§ SUPPLIED PASSAGE
* Begin *
How to Make Jalebi

Jalebi is popular sweet treat served throughout the Middle East, Northern Africa, India, and Western Asia. Many people enjoy jalebi during special occasions such as iftars served during Ramadan, Eid, weddings and other celebrations. Depending on the region, jalebi is known by other names. In south India is commonly call Jaangiri and in north India, such as Uttar Pradesh, and parts of Pakistan is known as Imarti and is usually served with rabri, a type of condensed milk.

Ingredients:

Batter:

1/2 cup all purpose flour

1 teaspoon besan (gram flour)

1/2 teaspoon yeast

1/2 teaspoon oil

1/2 teaspoon sugar

About 1/3 cup of lukewarm water (as needed)

Syrup:

1 cup sugar

1/2 cup water

2 tablespoons rose water or lemon juice

1/4 teaspoon cardamom powder

Few strands of saffron

2 drops of orange food coloring

Batter directions:

Dissolve the yeast in warm water and then let it sit for approximately five minutes. During this time, mix the flour, besan, oil and sugar together. Then add the yeast solution and mix well. Mix well enough that the batter is smooth with no lumps at all. Now set the batter aside and let it sit in a warm place for about one hour.

Syrup directions:

Boil the sugar and water together on medium heat for about 15 minutes or to about 200 degrees Fahrenheit (95 degrees Celsius). Then add the rose water, cardamom powder, food coloring and the saffron.
* End *
§ INFORMATION SHOWN
* Begin *
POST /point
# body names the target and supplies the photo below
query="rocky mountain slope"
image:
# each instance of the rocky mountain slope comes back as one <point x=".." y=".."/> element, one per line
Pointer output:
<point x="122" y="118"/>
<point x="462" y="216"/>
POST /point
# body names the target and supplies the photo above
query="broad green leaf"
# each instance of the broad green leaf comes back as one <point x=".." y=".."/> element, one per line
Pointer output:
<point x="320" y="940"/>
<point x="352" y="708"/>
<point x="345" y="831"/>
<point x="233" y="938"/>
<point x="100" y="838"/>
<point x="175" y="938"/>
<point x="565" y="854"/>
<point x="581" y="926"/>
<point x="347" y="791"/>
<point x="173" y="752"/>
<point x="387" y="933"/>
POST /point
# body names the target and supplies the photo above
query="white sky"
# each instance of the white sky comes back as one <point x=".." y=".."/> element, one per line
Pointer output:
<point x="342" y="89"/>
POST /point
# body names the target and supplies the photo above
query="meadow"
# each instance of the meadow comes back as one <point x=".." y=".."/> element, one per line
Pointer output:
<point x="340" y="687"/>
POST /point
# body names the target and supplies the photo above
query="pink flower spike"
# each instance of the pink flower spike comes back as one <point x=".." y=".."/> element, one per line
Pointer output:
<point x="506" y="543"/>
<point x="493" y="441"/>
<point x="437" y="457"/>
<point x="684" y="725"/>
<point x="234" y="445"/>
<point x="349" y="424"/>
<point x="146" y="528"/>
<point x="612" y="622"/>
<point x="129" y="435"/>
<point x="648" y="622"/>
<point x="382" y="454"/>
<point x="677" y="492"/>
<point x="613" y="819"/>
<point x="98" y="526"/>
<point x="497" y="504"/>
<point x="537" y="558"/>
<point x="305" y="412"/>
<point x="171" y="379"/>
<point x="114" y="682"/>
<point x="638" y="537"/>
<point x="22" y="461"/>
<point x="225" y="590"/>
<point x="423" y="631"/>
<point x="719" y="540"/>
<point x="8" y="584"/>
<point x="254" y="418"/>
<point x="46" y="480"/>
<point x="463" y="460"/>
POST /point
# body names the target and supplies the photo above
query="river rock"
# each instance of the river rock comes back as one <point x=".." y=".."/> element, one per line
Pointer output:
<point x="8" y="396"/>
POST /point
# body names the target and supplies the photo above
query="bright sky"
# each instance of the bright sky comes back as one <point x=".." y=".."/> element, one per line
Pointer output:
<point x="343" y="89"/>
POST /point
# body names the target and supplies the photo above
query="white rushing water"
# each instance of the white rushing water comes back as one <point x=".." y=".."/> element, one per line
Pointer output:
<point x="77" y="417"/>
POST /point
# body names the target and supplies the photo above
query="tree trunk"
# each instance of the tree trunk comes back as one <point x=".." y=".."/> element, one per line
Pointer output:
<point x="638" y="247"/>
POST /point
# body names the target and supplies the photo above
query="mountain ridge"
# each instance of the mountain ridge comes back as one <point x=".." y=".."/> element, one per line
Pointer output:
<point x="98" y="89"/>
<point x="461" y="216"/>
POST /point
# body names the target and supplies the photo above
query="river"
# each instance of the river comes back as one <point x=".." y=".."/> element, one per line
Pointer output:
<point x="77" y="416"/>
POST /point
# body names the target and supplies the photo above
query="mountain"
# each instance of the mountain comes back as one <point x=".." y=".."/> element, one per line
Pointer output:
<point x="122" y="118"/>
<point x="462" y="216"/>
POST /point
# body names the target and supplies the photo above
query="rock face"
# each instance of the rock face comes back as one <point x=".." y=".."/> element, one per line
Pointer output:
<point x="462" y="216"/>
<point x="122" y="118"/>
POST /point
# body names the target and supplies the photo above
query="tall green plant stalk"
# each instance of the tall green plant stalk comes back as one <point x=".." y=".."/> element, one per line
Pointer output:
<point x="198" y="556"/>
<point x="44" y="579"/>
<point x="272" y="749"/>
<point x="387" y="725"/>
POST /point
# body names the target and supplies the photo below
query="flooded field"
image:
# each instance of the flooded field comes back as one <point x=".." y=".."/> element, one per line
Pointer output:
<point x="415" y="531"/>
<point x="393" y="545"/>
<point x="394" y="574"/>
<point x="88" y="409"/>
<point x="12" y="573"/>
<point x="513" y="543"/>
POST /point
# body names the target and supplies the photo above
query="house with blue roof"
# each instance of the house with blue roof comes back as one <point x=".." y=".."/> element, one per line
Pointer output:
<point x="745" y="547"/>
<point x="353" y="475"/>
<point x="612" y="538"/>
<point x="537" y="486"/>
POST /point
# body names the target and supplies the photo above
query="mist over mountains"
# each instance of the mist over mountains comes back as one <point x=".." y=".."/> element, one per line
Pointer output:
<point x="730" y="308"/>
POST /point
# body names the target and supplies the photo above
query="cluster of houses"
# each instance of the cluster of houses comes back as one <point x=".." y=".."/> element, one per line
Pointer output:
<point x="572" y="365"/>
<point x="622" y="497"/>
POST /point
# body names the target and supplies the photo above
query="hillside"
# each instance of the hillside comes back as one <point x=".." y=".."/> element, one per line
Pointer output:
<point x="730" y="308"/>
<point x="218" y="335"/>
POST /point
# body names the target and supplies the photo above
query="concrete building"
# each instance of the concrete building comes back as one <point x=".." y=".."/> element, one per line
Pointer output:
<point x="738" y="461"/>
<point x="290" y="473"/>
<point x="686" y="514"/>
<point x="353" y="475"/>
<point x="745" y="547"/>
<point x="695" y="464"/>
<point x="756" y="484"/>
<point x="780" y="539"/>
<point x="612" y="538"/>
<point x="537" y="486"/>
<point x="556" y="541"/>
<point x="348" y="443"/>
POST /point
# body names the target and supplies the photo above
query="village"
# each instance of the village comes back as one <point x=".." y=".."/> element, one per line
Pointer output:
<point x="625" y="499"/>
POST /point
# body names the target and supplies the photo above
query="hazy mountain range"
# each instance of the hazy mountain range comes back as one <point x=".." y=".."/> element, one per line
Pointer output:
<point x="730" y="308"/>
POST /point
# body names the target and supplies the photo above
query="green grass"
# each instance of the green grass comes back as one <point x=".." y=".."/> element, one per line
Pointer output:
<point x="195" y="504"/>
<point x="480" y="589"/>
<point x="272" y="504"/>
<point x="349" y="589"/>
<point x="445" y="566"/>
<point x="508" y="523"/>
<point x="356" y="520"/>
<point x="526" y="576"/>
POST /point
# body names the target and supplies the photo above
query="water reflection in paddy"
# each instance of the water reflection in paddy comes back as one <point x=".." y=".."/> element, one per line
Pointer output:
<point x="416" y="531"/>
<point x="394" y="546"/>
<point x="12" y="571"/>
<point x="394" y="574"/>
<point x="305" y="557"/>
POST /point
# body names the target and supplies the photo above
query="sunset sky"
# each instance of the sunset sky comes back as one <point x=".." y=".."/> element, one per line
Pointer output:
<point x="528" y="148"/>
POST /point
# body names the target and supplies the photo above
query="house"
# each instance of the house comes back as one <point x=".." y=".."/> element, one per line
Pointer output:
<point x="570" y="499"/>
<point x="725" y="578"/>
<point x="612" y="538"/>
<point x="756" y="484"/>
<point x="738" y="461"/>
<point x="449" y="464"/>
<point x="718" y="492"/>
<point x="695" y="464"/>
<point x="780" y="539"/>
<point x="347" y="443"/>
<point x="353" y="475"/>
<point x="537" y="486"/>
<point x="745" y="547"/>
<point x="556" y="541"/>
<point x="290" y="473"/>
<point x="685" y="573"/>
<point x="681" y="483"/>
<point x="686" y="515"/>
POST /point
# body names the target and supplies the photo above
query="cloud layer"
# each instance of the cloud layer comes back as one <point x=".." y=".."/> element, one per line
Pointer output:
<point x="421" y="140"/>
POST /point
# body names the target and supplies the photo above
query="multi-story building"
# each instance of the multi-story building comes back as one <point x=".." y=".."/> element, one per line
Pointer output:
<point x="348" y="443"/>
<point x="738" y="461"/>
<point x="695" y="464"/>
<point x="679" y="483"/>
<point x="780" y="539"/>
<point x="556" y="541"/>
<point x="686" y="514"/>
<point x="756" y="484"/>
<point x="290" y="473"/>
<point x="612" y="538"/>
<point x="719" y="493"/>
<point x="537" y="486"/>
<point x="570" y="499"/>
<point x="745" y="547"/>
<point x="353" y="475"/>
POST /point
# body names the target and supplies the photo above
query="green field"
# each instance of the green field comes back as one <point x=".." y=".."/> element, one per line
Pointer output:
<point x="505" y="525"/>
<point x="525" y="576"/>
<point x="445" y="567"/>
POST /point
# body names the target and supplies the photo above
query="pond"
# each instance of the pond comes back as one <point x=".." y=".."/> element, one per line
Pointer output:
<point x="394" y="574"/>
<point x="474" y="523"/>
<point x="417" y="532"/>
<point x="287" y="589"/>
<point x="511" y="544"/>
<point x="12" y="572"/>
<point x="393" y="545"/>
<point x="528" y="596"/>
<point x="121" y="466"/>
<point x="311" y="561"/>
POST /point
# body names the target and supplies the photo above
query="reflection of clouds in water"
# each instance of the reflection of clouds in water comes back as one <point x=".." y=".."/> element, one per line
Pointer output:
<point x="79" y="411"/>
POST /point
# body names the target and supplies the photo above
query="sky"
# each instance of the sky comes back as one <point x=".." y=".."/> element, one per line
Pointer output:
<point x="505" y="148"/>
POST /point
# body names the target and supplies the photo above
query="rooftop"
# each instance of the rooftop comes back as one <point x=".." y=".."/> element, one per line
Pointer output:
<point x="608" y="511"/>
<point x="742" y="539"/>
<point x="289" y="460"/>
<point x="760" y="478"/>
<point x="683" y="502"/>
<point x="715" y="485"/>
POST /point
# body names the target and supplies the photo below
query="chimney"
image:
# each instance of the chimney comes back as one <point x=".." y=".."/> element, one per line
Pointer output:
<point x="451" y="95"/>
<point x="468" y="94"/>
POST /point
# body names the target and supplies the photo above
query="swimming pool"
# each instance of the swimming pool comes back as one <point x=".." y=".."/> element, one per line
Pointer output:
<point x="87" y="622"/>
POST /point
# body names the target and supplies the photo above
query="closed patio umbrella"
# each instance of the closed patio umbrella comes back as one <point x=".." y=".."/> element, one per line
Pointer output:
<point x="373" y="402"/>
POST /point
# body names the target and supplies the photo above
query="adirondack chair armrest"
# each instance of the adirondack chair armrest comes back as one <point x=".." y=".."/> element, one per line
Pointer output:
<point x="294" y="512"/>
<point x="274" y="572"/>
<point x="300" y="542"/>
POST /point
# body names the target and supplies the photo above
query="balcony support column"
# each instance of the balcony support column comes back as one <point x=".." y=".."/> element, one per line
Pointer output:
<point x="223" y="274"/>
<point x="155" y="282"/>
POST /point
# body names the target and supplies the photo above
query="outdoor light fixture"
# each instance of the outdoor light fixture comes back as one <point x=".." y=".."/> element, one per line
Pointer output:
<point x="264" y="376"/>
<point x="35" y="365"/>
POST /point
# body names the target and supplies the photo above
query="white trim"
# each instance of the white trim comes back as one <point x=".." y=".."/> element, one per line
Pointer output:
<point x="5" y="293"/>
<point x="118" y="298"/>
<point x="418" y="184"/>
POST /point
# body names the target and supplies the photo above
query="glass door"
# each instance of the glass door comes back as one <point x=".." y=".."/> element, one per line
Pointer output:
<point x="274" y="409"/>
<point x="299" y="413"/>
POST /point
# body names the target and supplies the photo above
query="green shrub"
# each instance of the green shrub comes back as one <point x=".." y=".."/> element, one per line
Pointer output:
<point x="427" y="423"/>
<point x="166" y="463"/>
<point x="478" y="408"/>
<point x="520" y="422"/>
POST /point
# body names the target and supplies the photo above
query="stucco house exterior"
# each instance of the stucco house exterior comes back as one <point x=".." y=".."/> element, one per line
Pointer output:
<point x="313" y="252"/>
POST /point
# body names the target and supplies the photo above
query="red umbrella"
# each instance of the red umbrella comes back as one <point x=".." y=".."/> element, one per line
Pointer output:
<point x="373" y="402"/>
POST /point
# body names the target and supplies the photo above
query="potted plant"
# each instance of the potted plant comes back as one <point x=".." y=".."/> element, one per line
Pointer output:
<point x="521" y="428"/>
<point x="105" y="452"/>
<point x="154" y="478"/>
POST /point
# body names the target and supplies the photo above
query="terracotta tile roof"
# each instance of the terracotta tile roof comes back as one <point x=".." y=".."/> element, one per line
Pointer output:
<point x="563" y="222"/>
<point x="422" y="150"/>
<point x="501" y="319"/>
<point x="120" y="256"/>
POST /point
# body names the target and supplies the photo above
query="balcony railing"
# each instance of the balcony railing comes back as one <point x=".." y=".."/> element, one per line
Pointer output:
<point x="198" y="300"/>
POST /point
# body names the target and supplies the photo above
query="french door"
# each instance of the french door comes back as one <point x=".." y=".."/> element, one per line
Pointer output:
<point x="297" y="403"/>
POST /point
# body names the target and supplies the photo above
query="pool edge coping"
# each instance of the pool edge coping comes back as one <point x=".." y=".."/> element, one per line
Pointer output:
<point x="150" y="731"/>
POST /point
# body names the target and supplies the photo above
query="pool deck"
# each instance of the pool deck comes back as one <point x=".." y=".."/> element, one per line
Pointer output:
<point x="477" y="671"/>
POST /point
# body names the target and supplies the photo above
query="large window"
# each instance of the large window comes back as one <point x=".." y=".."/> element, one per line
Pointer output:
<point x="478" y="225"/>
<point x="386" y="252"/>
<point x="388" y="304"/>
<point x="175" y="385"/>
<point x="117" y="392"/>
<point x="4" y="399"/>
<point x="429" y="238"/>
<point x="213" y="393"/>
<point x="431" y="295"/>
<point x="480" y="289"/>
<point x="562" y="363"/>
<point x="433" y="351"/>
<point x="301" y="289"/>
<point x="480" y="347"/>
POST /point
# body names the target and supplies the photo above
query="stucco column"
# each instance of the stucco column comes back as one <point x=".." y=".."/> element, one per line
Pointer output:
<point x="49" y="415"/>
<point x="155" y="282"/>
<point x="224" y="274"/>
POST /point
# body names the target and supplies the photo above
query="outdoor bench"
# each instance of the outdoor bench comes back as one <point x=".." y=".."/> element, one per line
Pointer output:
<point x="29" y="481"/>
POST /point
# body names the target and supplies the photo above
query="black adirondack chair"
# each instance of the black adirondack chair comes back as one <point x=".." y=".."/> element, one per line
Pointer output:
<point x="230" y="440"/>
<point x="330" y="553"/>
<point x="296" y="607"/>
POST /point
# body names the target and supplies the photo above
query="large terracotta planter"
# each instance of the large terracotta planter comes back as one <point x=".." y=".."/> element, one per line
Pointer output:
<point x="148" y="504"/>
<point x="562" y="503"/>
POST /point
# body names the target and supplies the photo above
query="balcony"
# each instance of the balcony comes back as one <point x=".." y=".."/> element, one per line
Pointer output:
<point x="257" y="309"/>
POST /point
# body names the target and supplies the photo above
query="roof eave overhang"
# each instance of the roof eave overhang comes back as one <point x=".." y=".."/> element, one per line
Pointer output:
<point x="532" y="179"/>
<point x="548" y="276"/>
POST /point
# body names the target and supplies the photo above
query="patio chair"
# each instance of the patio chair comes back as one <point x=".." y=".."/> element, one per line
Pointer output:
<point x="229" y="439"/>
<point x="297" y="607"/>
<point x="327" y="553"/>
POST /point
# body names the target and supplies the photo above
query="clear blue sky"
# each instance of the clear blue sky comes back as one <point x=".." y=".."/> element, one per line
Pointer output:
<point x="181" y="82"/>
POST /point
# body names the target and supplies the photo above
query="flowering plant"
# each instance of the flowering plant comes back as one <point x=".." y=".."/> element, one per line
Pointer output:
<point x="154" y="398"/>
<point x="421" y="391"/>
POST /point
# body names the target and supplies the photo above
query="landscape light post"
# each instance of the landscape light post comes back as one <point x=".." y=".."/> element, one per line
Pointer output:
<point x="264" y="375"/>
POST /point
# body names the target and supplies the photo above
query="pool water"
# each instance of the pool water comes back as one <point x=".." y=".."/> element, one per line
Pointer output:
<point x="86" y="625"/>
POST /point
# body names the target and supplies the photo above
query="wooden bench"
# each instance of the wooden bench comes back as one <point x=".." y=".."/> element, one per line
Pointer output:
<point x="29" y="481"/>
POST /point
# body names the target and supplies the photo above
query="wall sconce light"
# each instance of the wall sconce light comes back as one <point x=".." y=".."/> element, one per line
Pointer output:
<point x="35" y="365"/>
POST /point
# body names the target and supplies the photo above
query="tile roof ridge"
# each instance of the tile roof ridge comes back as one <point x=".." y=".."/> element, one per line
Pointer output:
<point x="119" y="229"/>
* End *
§ TASKS
[A] Edit the jalebi recipe from "Jalebi is popular" through "besan (gram flour)", changing "weddings" to "birthdays".
[B] Continue the jalebi recipe from where it stops.

§ ANSWERS
[A]
Jalebi is popular sweet treat served throughout the Middle East, Northern Africa, India, and Western Asia. Many people enjoy jalebi during special occasions such as iftars served during Ramadan, Eid, birthdays and other celebrations. Depending on the region, jalebi is known by other names. In south India is commonly call Jaangiri and in north India, such as Uttar Pradesh, and parts of Pakistan is known as Imarti and is usually served with rabri, a type of condensed milk.

Ingredients:

Batter:

1/2 cup all purpose flour

1 teaspoon besan (gram flour)

[B]
Directions for making jalebi:

Heat the oil in a flat frying pan at least 1 1/2″ deep. Check if the oil is ready by dropping a little of the batter in the oil. Next, fill the Jalebi batter into a piping bag with a number 3 nozzle or use a ziplock bag with a small cut in the corner. You can use an empty ketchup bottle or a ketchup bottle bought at the Dollar Tree or any general store. Squeeze the Jalebi batter into the hot oil in the preferred shape you like about 2 inches in diameter.

Once you have fried the jalebi until golden-brown on both sides, transfer into the warm syrup. Now let jalebi soak in the hot syrup just for a few seconds to a couple of minutes and then remove. Jalebi is best served warm but is also delicious served at room temperature or cold.

Makes approximately 10 – 15 jalebi.

Click here for a video on how to make jalebi.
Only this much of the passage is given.